=== Record extracts ===

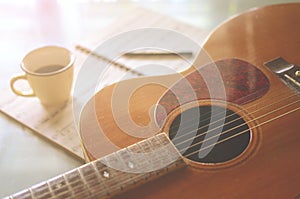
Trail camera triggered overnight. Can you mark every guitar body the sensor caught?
[80,3,300,199]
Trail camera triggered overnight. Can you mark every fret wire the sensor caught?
[31,181,52,198]
[102,155,119,190]
[28,188,35,199]
[145,138,164,175]
[46,181,54,197]
[91,160,109,195]
[62,174,75,197]
[9,134,183,198]
[76,167,90,195]
[117,148,138,187]
[81,164,106,196]
[156,137,180,162]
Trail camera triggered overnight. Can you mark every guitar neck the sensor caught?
[8,133,185,199]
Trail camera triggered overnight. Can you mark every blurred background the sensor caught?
[0,0,300,197]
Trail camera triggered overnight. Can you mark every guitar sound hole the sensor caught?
[169,106,250,163]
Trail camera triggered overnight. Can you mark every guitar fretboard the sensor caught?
[7,133,185,199]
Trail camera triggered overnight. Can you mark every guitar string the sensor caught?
[172,95,300,151]
[188,107,300,159]
[61,102,300,199]
[170,88,297,141]
[176,100,300,156]
[89,102,300,197]
[38,100,300,198]
[170,90,297,145]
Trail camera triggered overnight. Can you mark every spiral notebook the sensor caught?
[0,8,207,160]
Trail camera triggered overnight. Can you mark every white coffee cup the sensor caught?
[10,46,75,106]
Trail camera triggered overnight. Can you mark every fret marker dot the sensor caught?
[128,162,134,169]
[103,171,110,178]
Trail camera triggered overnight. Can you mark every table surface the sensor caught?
[0,0,299,197]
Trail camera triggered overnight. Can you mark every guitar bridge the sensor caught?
[264,57,300,92]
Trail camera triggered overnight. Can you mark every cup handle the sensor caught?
[10,75,35,97]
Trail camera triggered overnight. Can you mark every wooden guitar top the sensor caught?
[80,3,300,199]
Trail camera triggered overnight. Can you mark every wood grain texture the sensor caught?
[80,3,300,198]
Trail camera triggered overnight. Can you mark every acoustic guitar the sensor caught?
[7,3,300,199]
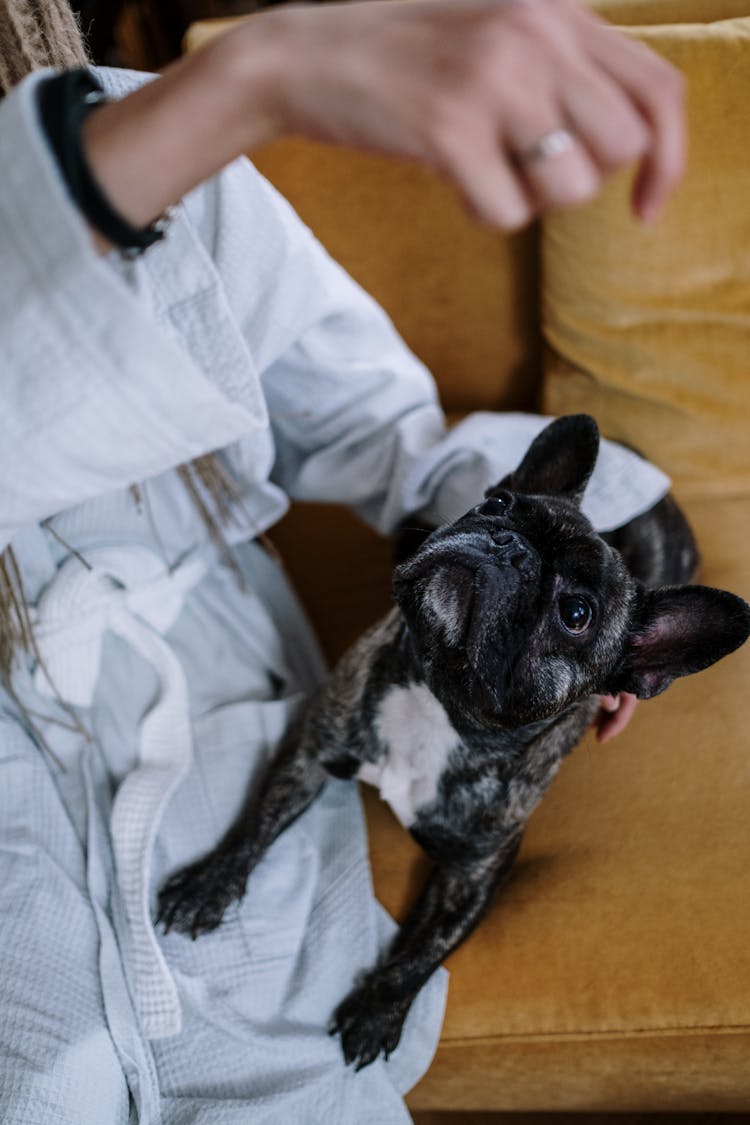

=== What you should do ===
Please copy all of the data above word for word, leaving out the pictures.

=== Result of this exercise ===
Trail camera triggered overnight. Can you mark every guitar body the sensor caught?
[80,3,300,199]
Trail camera triggered overnight. Can you mark every fret wire the sensor caught?
[31,181,52,198]
[102,155,119,190]
[28,188,35,199]
[145,138,164,175]
[46,181,54,197]
[91,160,109,195]
[62,174,75,197]
[9,134,183,198]
[76,167,90,195]
[117,148,138,187]
[81,164,106,196]
[156,137,180,162]
Trail camera triggered overnight. Can you mark every guitar neck the sensor caught?
[8,133,185,199]
Trail camera triggered overnight. Can you mark every blurred background the sensor caught?
[0,0,300,197]
Trail camera triggered overnight. Can you mark every guitar sound hole the sensor caught?
[169,106,250,163]
Trail camera triggered overnight. Can you mark every guitar fretboard the sensor caught?
[7,133,185,199]
Trail camera triggered overnight. Can you mark every guitar string the sensor caught?
[172,95,300,151]
[188,107,300,159]
[61,102,300,199]
[170,88,297,141]
[176,100,300,156]
[89,102,300,197]
[38,100,300,198]
[170,90,297,145]
Trail camera triggered overnight. Can you mark every spiral notebook the sensor caught?
[0,8,207,160]
Trail camera triggered overnight. Can you mark every white coffee cup the sensor caught?
[10,46,75,106]
Trail camera triggered overnight. Can you mark every fret marker dot the sensor caught?
[128,162,134,169]
[103,171,110,178]
Trail camera triggered overnight. Can you mark every table surface the sensor caught?
[0,0,299,197]
Trail camera triggered overnight. Can you mark every guitar bridge the sensor caught?
[264,57,300,92]
Trail camera triggered overnight. Can you mark every cup handle the sensor caught?
[10,75,35,97]
Trail camera triggered overnight. Can you mark every wooden guitar top the sensor caught?
[80,3,300,199]
Trail camera triggered overnight. Can you mark every wood grain texture the sensor caught?
[80,3,300,198]
Trail camera triggered overnight. Can you mark every acoustic guitar the sensor caught?
[7,3,300,199]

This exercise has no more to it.